** start Raw records **
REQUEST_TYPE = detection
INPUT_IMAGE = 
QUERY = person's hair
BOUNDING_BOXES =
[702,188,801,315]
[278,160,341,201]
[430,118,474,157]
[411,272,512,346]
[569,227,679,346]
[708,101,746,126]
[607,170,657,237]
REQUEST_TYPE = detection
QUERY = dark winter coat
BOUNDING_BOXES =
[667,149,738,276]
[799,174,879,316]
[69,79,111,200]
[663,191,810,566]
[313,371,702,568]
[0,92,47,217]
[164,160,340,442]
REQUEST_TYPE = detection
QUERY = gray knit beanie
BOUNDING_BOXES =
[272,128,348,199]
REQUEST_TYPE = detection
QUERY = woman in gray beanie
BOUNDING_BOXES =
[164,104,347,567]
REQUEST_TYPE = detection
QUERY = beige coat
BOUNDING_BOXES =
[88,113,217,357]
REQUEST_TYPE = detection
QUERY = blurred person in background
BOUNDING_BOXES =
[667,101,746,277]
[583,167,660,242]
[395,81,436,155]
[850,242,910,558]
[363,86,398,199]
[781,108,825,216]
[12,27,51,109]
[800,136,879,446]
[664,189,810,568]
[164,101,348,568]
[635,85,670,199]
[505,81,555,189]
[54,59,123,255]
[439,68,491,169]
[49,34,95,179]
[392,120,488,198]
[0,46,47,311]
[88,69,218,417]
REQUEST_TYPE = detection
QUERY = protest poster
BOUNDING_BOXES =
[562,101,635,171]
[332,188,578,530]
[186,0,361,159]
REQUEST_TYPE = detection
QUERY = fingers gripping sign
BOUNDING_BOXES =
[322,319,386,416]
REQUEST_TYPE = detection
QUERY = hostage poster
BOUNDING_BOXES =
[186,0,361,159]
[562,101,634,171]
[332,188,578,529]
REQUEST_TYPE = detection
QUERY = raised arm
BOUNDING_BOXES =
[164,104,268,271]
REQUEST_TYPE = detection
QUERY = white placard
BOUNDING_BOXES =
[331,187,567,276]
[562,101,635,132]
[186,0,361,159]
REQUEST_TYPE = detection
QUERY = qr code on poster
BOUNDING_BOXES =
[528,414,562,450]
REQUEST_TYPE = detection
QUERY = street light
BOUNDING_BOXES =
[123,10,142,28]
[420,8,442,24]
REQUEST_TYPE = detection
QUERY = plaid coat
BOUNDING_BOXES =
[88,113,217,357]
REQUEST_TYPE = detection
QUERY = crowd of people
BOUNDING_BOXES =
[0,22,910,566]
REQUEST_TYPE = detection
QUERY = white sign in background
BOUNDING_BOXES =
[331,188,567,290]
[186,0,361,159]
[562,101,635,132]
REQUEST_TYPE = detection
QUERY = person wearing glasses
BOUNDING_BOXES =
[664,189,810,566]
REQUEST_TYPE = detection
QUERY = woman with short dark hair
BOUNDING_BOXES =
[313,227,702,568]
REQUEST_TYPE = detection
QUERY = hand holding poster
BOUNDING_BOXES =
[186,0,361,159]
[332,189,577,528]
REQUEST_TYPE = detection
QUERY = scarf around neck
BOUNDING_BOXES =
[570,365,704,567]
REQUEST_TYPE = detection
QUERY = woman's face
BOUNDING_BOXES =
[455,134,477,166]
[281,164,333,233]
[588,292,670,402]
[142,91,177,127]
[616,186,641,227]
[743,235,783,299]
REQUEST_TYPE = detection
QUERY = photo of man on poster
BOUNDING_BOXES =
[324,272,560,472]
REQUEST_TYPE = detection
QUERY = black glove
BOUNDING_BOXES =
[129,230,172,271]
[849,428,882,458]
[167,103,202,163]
** end Raw records **
Reproduce all of the material above, substituting "banner" for every occurrence of "poster" and leaving everything else as it is.

_Output for this task:_
REQUEST_TYPE = detection
INPUT_IMAGE = 
QUERY = person's hair
BOUNDING_BOXES =
[702,188,801,315]
[278,160,341,201]
[430,118,474,157]
[411,272,512,346]
[569,227,679,346]
[708,101,746,126]
[607,170,657,237]
REQUEST_TYPE = detection
QUERY = dark winter coat
BOUNDING_BOXES =
[667,149,738,276]
[799,174,879,316]
[69,79,111,200]
[663,191,810,566]
[313,371,702,568]
[0,92,47,217]
[164,160,340,442]
REQUEST_TYPE = detection
QUERY = gray knit beanie
BOUNDING_BOXES =
[272,128,348,199]
REQUEST_TYPE = detection
QUERY = woman in gray beanie
BOUNDING_BOXES =
[164,104,347,567]
REQUEST_TYPE = detection
QUERY = beige coat
BOUNDING_BOXES =
[88,113,217,357]
REQUEST_TYPE = detection
QUERY = blurred person in background
BOUNDING_BOXES =
[667,101,746,277]
[583,167,660,242]
[395,81,436,155]
[850,242,910,558]
[363,86,398,199]
[781,108,825,216]
[12,27,51,109]
[800,136,879,446]
[664,189,810,568]
[164,101,348,568]
[635,85,670,199]
[505,81,555,189]
[54,59,123,255]
[439,68,491,169]
[49,34,95,179]
[392,120,488,198]
[0,46,47,311]
[88,69,218,417]
REQUEST_TYPE = detection
QUERY = protest banner
BOUNDING_BOXES =
[562,101,635,171]
[332,188,578,530]
[186,0,361,159]
REQUEST_TYPE = detection
QUERY = fingers gripping sign
BOUNDING_BOXES =
[322,319,386,416]
REQUEST_TYPE = detection
QUERY = hostage banner
BOUNDING_BOXES =
[186,0,361,159]
[562,101,634,171]
[332,188,578,529]
REQUEST_TYPE = detection
QUERY = raised arm
BOUNDING_BOXES =
[164,104,268,271]
REQUEST_TYPE = detection
QUERY = white placard
BOUNDING_BOXES =
[331,187,567,276]
[562,101,635,132]
[186,0,361,159]
REQUEST_TYPE = detection
QUERY = qr code on banner
BOUNDING_BOXES =
[528,414,562,450]
REQUEST_TYPE = detection
QUERY = street light
BOUNDING_BOXES =
[123,10,142,28]
[420,8,442,24]
REQUEST_TYPE = detection
QUERY = plaid coat
BOUNDING_BOXES =
[88,113,217,357]
REQUEST_TYPE = detection
QUERY = crowd of people
BOUNDING_BOXES =
[0,22,910,566]
REQUEST_TYPE = detection
QUERY = white sign in background
BOUNDING_BOXES =
[331,188,567,290]
[186,0,361,159]
[562,101,635,132]
REQUEST_TYPE = detection
QUERY = person wearing glasses
BOUNDING_BOXES =
[664,189,810,566]
REQUEST_TYPE = detection
QUERY = woman with short dark hair
BOUNDING_BOXES =
[313,227,702,568]
REQUEST_TYPE = detection
QUERY = hand holding banner
BOUNDING_BOXES =
[186,0,361,159]
[332,189,577,528]
REQUEST_TYPE = detection
QUERY = scarf around neck
BOUNDING_BOXES =
[570,365,704,567]
REQUEST_TYPE = detection
QUERY = woman's face
BOUNDING_BOXES =
[455,134,477,166]
[281,164,333,233]
[588,292,670,402]
[142,91,177,127]
[616,186,641,227]
[743,235,783,299]
REQUEST_TYPE = detection
QUERY = photo of man on banner
BOUNDING_BOXES =
[324,272,560,472]
REQUEST_TYPE = detection
QUERY = black glove
BOUNDING_BOXES =
[129,230,172,271]
[849,428,882,458]
[167,103,202,163]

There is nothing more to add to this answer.